• _Short task_
Copy out the lines from the start of the items through the line containing "Target: catering truck", reproducing each one without change.

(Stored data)
^^^^^^^^^^^^^^^^

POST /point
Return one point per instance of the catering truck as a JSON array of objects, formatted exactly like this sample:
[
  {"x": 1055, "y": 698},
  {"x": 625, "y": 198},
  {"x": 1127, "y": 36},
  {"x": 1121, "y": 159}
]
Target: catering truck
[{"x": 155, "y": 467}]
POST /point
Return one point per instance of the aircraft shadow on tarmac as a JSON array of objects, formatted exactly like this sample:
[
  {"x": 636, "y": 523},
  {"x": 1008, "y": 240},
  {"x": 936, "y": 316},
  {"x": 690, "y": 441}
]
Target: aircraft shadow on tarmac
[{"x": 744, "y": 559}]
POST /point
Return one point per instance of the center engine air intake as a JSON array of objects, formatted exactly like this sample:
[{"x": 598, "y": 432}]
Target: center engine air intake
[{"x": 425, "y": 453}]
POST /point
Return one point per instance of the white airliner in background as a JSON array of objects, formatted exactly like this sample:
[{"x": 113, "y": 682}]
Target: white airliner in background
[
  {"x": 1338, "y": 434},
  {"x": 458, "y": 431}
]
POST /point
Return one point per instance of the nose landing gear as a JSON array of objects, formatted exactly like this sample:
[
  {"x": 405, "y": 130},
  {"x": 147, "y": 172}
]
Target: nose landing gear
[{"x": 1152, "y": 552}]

^^^^^^^^^^^^^^^^

• _Answer for this exercise_
POST /point
Return one point per instance of the catering truck as a JSON array of objects, formatted exactly like this sample:
[
  {"x": 1055, "y": 698},
  {"x": 625, "y": 198},
  {"x": 1127, "y": 36},
  {"x": 1121, "y": 159}
]
Target: catering truck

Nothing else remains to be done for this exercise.